• **Entries**:

== == ==

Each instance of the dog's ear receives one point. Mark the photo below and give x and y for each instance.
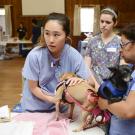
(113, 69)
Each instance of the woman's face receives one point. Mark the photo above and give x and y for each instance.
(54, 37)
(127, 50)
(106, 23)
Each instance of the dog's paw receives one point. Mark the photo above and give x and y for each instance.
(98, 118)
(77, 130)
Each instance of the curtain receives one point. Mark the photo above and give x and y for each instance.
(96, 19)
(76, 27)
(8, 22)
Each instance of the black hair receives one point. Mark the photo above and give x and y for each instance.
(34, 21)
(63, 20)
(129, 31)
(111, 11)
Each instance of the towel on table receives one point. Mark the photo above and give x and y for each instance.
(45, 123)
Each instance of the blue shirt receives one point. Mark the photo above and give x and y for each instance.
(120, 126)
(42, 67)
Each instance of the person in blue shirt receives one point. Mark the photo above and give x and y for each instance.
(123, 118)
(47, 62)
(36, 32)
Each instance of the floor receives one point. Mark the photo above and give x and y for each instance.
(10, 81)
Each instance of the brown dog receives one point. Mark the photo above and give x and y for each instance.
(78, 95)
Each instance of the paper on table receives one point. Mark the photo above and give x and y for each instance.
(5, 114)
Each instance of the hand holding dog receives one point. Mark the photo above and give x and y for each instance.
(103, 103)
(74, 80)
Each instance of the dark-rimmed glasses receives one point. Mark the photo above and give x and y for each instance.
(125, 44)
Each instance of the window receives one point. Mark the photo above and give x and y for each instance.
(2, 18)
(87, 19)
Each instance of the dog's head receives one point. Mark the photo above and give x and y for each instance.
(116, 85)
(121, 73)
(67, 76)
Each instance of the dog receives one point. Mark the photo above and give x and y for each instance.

== == ==

• **What this task involves**:
Format the part of the records that opens with the line containing "Each instance of the person" and runs through the last line as a Markdown table. Use the columns No. and Text, number each line, and leave out blank lines.

• **Completed task**:
| No. | Text |
|---|---|
| 1 | Each instance of the person in blue shirt receives one point. Mark the photo above and give x and y for each instance. |
| 2 | (123, 118) |
| 3 | (47, 62) |
| 4 | (36, 32) |
| 5 | Each instance of the floor receives one point. Mark the photo above and give x and y for each instance. |
| 6 | (10, 81) |
| 7 | Each instance of the brown dog receives one point. Mark the photo above and give x and y for each instance. |
| 8 | (78, 95) |
| 9 | Each instance of the paper on table receives one point. Mark the photo above and give x and y for each instance. |
| 10 | (5, 114) |
| 11 | Each instance of the hand holding dog receives one point. Mark the photo above and give x and y for each instance. |
| 12 | (103, 103) |
| 13 | (74, 80) |
| 14 | Each instance of the dark-rimmed glasses receives one point. Mark the photo above and give x and y for each instance. |
| 15 | (125, 44) |
| 16 | Each instance of the window receives one point. Mark the photo above and give x and y for each instance. |
| 17 | (2, 18) |
| 18 | (87, 19) |
| 19 | Each instance of the dog's head receives one point. Mark the photo above and give x and y for each instance. |
| 20 | (116, 85) |
| 21 | (121, 73) |
| 22 | (67, 76) |
| 23 | Each instance of the dog receives one point. Mark the photo above and give x and y for each instance. |